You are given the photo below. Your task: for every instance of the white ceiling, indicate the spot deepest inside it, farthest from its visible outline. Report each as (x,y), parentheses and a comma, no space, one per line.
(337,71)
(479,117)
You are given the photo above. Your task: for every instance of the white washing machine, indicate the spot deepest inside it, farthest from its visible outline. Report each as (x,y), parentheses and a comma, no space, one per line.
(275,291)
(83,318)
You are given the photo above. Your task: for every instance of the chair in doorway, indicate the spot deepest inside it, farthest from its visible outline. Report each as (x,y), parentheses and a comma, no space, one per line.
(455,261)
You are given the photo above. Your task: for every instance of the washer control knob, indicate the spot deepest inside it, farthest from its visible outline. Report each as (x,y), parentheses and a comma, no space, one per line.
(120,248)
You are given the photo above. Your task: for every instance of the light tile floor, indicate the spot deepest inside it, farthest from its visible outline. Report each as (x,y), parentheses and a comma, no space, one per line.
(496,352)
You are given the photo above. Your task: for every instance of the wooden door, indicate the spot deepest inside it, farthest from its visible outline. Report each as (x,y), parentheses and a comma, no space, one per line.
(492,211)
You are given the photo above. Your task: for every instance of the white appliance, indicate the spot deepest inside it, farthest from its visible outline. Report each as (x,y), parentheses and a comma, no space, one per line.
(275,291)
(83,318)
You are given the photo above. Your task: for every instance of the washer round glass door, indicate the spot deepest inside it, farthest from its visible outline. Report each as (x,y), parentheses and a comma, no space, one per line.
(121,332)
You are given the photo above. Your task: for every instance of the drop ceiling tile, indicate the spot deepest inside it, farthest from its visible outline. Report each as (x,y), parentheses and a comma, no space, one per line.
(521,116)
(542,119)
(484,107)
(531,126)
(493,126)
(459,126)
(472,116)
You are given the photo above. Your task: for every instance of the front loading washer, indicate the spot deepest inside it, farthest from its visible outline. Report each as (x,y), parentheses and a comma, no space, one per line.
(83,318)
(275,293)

■ ■ ■

**Task to complete**
All of the records must be repeated exactly.

**Completed task**
You are given the photo below. Your task: for every instance of the white ceiling, indicate the spot deepest inside it, farthest from its visible outline. Report each as (x,y), parentheses and a comma, no space, one per line.
(337,71)
(479,117)
You are given the photo above. Your task: for every instance of the white washing machine, indicate the spot deepest inside it, farthest from its visible outline. Report each as (x,y), parentheses and a comma, no space, one per line.
(275,291)
(83,318)
You are given the photo above. Your task: for every instance of the chair in doorway, indicate the spot deepest inside it, farthest from its visible outline. Report each as (x,y), parentheses and a comma, no space, one per line.
(455,261)
You are given the photo above. Your task: for every instance of the washer control knob, indicate the spot deepest inside it, farthest from its visible outline. Report each as (x,y), parentheses and a comma, no space, one per line.
(120,248)
You are given the photo above. Your task: for every instance of the light tile floor, indicate the spot deepest inside it, farthest from its visible outline. Report each as (x,y), parentheses and a comma, no space, one per line.
(496,352)
You are given the photo above. Your task: for every instance of the wooden door, indicate the spot deepest inside it, farthest from its visible outline. Report each as (x,y), parentheses and a comma, no space, one per line.
(492,211)
You are given the photo above. Your task: for every instance of the white appliance, indicate the spot deepest inside it, farthest from its visible outline. Report each as (x,y), parentheses and a comma, no space, one per line.
(275,291)
(83,318)
You are given the photo above. Your task: for every instance of the washer round glass door, indicate the spot deepest inside it, farthest from its visible outline. Report each as (x,y), parentheses and a comma, no space, one per line.
(121,332)
You are given the photo above. Your task: for every instance of the drop ceiling tile, indicate the spot deepest inside it, farthest from its visible outline. Report each as (x,y), parentheses and a comma, no space, one per line.
(521,116)
(542,119)
(484,107)
(531,126)
(493,126)
(459,126)
(472,116)
You are given the photo above. Your task: for every instance of the front loading washer, indicate the spot deepest inside it, farthest from its visible outline. Report each as (x,y), parentheses and a comma, no space, one per line.
(83,318)
(275,293)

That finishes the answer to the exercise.